### TASK PROMPT
Could you give every record again, exactly as it reads?

Stored records
# # #

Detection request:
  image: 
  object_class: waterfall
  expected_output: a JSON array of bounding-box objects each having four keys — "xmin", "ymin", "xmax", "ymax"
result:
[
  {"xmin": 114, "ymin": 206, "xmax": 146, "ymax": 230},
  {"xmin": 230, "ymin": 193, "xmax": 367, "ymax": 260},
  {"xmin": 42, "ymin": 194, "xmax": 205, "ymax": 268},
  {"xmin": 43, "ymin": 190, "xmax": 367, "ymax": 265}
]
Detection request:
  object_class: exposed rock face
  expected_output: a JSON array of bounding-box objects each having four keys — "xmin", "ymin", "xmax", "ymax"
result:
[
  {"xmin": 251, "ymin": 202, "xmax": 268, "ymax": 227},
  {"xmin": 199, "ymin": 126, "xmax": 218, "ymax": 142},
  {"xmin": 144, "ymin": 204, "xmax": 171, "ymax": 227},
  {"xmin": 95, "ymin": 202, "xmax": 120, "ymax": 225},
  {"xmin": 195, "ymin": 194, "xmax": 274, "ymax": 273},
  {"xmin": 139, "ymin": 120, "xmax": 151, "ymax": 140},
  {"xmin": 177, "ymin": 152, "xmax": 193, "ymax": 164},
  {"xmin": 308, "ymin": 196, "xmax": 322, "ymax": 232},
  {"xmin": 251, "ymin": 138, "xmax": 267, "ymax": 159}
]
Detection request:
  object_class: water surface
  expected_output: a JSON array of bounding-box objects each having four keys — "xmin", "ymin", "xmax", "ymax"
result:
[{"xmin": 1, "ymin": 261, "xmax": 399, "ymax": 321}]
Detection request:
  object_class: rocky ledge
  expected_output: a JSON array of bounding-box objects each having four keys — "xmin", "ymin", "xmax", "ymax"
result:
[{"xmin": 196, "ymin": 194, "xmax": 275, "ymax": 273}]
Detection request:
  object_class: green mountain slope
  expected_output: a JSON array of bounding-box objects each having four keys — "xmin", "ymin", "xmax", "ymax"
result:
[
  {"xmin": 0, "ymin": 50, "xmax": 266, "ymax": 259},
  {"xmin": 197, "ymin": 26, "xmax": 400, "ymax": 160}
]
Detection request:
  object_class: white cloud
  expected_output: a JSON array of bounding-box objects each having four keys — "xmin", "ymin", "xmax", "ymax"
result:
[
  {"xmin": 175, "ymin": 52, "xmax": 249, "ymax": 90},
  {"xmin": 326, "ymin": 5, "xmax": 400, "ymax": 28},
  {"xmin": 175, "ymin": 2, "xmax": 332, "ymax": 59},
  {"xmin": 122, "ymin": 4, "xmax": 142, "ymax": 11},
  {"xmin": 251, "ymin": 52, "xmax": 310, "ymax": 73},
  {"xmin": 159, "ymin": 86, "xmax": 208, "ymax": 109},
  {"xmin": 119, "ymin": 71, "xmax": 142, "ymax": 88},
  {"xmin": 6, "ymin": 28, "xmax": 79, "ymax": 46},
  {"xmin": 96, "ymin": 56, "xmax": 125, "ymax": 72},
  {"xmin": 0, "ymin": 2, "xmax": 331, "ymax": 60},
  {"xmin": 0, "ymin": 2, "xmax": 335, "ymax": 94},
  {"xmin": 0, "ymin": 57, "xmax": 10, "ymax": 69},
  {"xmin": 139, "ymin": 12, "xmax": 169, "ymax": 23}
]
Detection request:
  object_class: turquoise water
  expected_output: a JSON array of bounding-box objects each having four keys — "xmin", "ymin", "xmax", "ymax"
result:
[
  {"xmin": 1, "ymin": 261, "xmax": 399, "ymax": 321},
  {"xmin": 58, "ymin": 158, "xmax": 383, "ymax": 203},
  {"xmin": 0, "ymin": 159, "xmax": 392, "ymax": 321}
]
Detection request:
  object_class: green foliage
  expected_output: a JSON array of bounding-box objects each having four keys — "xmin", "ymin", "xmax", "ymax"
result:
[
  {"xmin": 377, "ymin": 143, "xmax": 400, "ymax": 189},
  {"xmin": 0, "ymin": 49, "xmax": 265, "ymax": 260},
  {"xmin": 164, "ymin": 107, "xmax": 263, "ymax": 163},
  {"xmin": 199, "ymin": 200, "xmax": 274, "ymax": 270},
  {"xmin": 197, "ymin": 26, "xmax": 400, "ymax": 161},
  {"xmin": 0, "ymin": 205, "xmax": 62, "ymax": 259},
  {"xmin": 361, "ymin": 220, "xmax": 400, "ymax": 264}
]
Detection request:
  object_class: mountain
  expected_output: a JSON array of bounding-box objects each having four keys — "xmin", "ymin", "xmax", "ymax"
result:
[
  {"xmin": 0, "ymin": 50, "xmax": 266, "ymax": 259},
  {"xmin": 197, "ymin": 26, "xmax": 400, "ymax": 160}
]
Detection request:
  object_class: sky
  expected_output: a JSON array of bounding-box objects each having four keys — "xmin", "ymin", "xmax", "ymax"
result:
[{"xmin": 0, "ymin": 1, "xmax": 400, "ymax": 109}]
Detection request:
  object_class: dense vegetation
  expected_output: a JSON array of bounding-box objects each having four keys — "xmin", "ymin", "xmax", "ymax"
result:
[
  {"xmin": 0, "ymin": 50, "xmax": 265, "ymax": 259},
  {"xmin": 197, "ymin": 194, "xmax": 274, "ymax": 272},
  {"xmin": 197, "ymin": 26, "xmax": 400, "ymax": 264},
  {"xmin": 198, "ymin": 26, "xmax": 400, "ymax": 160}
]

# # #

### TASK RESULT
Detection request:
  image: 
  object_class: waterfall
  expected_output: a JSON array of bounding-box objects each having four keys — "xmin", "ymin", "xmax", "ymax"
result:
[
  {"xmin": 114, "ymin": 206, "xmax": 146, "ymax": 230},
  {"xmin": 230, "ymin": 193, "xmax": 367, "ymax": 260},
  {"xmin": 42, "ymin": 194, "xmax": 205, "ymax": 268},
  {"xmin": 43, "ymin": 190, "xmax": 367, "ymax": 265}
]
Detection request:
  object_class: exposed rock face
  expected_output: a JSON array of bounding-box objects each having four keys — "xmin", "ymin", "xmax", "ymax"
result:
[
  {"xmin": 251, "ymin": 202, "xmax": 268, "ymax": 227},
  {"xmin": 199, "ymin": 126, "xmax": 218, "ymax": 142},
  {"xmin": 144, "ymin": 204, "xmax": 171, "ymax": 227},
  {"xmin": 95, "ymin": 202, "xmax": 120, "ymax": 225},
  {"xmin": 195, "ymin": 194, "xmax": 274, "ymax": 273},
  {"xmin": 139, "ymin": 120, "xmax": 151, "ymax": 140},
  {"xmin": 177, "ymin": 152, "xmax": 193, "ymax": 164},
  {"xmin": 308, "ymin": 196, "xmax": 322, "ymax": 232},
  {"xmin": 251, "ymin": 138, "xmax": 267, "ymax": 159}
]
Detection request:
  object_class: water surface
  expected_output: a JSON array of bounding-box objects each having four keys — "xmin", "ymin", "xmax", "ymax"
result:
[{"xmin": 1, "ymin": 261, "xmax": 399, "ymax": 321}]
Detection request:
  object_class: rocky ledge
  expected_output: a JSON array of bounding-box objects each having four keys — "xmin", "ymin", "xmax", "ymax"
result:
[{"xmin": 196, "ymin": 194, "xmax": 275, "ymax": 273}]
Detection request:
  object_class: green mountain slope
  expected_output: a JSON array of bounding-box objects each having four keys — "xmin", "ymin", "xmax", "ymax"
result:
[
  {"xmin": 0, "ymin": 50, "xmax": 266, "ymax": 259},
  {"xmin": 197, "ymin": 26, "xmax": 400, "ymax": 160}
]
Detection request:
  object_class: white cloud
  expected_output: a JSON array of bounding-box objects each having four keys — "xmin", "ymin", "xmax", "ymax"
result:
[
  {"xmin": 175, "ymin": 52, "xmax": 249, "ymax": 90},
  {"xmin": 326, "ymin": 5, "xmax": 400, "ymax": 28},
  {"xmin": 175, "ymin": 2, "xmax": 332, "ymax": 59},
  {"xmin": 122, "ymin": 4, "xmax": 142, "ymax": 11},
  {"xmin": 251, "ymin": 52, "xmax": 310, "ymax": 73},
  {"xmin": 159, "ymin": 86, "xmax": 208, "ymax": 109},
  {"xmin": 119, "ymin": 71, "xmax": 142, "ymax": 88},
  {"xmin": 6, "ymin": 28, "xmax": 79, "ymax": 46},
  {"xmin": 96, "ymin": 56, "xmax": 125, "ymax": 72},
  {"xmin": 0, "ymin": 2, "xmax": 331, "ymax": 60},
  {"xmin": 0, "ymin": 2, "xmax": 335, "ymax": 94},
  {"xmin": 0, "ymin": 57, "xmax": 10, "ymax": 69},
  {"xmin": 139, "ymin": 12, "xmax": 169, "ymax": 23}
]
Detection request:
  object_class: turquoise water
  expected_output: a JSON array of bounding-box objects each having four keys — "xmin", "ymin", "xmax", "ymax"
result:
[
  {"xmin": 1, "ymin": 261, "xmax": 399, "ymax": 321},
  {"xmin": 58, "ymin": 158, "xmax": 383, "ymax": 203},
  {"xmin": 0, "ymin": 159, "xmax": 392, "ymax": 321}
]
Detection request:
  object_class: green foliage
  expected_output: a JSON array of bounding-box objects each having four keys — "xmin", "ymin", "xmax", "ymax"
result:
[
  {"xmin": 377, "ymin": 143, "xmax": 400, "ymax": 189},
  {"xmin": 0, "ymin": 49, "xmax": 265, "ymax": 260},
  {"xmin": 164, "ymin": 107, "xmax": 263, "ymax": 163},
  {"xmin": 199, "ymin": 200, "xmax": 274, "ymax": 270},
  {"xmin": 197, "ymin": 26, "xmax": 400, "ymax": 161},
  {"xmin": 0, "ymin": 205, "xmax": 62, "ymax": 259},
  {"xmin": 361, "ymin": 220, "xmax": 400, "ymax": 264}
]
Detection request:
  object_class: mountain
  expected_output: a JSON array of bounding-box objects each having four keys — "xmin", "ymin", "xmax", "ymax"
result:
[
  {"xmin": 0, "ymin": 50, "xmax": 266, "ymax": 259},
  {"xmin": 197, "ymin": 26, "xmax": 400, "ymax": 160}
]
Detection request:
  object_class: sky
  expected_output: a JSON array of bounding-box objects each having four keys — "xmin", "ymin", "xmax", "ymax"
result:
[{"xmin": 0, "ymin": 1, "xmax": 400, "ymax": 109}]
Detection request:
  object_class: dense vegetation
  expected_output: a JSON array of bounding-box objects each having four keys — "xmin", "ymin", "xmax", "ymax"
result:
[
  {"xmin": 0, "ymin": 50, "xmax": 265, "ymax": 259},
  {"xmin": 197, "ymin": 194, "xmax": 274, "ymax": 272},
  {"xmin": 197, "ymin": 26, "xmax": 400, "ymax": 264},
  {"xmin": 198, "ymin": 26, "xmax": 400, "ymax": 160}
]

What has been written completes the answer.